PROBLEM TO SOLVE:
Arrange everything in the data below, from the line containing "Indicate a point on each instance of the basket" down to the final line, as a JSON list of strings with one string per line and no blank lines.

EXERCISE MATERIAL:
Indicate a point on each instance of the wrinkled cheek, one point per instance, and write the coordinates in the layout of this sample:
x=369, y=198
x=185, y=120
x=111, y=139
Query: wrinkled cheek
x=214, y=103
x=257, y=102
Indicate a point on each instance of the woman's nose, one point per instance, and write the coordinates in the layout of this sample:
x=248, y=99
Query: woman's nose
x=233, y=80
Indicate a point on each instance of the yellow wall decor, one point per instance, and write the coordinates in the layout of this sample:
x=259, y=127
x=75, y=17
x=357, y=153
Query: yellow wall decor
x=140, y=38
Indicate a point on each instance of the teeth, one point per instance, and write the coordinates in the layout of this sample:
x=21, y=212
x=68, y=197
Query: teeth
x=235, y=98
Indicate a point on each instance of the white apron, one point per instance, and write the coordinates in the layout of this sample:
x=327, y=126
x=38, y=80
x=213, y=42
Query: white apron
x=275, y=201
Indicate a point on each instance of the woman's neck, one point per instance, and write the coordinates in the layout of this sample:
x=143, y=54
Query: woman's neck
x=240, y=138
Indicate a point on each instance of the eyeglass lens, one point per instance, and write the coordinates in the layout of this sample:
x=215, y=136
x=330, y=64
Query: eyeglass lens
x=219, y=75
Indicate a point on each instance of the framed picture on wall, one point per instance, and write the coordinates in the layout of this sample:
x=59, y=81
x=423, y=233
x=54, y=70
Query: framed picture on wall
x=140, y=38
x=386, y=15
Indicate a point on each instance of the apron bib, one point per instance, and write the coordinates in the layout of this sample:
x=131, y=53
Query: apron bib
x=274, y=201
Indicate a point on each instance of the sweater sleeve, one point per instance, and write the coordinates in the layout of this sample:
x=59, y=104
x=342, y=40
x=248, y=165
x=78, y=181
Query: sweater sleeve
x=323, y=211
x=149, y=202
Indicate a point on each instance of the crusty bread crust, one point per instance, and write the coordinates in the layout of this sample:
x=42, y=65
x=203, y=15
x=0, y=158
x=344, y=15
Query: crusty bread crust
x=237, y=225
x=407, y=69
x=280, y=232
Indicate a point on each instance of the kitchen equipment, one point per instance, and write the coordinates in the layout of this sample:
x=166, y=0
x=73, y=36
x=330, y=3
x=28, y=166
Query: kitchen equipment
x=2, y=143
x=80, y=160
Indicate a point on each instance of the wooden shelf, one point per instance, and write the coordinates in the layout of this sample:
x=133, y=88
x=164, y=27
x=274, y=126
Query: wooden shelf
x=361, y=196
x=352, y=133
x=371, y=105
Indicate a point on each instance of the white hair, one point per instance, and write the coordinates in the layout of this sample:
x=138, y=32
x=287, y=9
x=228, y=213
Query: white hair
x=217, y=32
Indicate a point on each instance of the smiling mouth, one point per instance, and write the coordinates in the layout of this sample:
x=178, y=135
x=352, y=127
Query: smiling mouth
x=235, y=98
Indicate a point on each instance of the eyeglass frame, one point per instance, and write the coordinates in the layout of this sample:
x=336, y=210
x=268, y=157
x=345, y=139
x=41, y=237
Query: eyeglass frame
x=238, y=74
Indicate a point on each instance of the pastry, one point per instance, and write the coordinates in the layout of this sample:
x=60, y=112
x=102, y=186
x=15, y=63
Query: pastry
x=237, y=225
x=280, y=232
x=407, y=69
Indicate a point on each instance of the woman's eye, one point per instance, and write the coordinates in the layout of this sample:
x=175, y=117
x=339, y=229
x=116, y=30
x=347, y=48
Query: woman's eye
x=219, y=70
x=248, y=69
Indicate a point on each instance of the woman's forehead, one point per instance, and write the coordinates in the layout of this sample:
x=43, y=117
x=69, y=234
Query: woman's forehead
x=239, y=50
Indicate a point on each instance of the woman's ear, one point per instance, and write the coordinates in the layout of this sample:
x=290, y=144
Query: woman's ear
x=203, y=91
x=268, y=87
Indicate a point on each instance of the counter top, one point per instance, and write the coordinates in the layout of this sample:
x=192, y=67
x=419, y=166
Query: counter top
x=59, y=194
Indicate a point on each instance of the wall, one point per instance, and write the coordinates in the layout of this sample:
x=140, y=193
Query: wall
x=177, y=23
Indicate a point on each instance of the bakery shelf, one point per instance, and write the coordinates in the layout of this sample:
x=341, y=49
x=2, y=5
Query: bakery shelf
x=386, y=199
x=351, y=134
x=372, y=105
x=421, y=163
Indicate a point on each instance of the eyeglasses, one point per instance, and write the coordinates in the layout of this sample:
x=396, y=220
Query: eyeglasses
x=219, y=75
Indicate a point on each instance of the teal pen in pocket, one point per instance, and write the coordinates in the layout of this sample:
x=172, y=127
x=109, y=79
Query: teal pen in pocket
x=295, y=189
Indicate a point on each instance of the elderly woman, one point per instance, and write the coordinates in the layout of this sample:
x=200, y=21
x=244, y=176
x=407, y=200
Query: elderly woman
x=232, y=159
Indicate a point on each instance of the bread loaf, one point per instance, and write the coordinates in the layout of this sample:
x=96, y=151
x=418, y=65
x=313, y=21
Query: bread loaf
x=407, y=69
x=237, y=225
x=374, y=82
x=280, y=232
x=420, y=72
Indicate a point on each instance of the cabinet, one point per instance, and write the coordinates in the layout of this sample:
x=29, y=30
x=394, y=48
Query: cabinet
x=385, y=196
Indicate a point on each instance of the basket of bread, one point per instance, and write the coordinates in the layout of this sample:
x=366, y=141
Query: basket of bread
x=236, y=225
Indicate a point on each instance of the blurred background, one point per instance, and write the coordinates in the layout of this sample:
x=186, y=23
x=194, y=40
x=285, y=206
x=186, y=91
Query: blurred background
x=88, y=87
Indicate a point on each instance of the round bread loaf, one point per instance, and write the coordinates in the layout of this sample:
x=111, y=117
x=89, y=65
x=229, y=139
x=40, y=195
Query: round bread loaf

EXERCISE ANSWER:
[
  "Indicate a point on each instance of the basket of bread, one point per instance, and write the coordinates in the layout of this sample:",
  "x=366, y=141",
  "Query: basket of bread",
  "x=236, y=225",
  "Indicate a point on each instance of the blurred background, one point per instance, and write the coordinates in the layout of this sample:",
  "x=186, y=23",
  "x=194, y=40",
  "x=285, y=206",
  "x=186, y=91",
  "Query: blurred background",
  "x=88, y=87",
  "Indicate a point on each instance of the round bread loaf, one point per instance, and write the coordinates in the layout of this sample:",
  "x=111, y=117",
  "x=89, y=65",
  "x=229, y=139",
  "x=40, y=195",
  "Query: round bread loaf"
]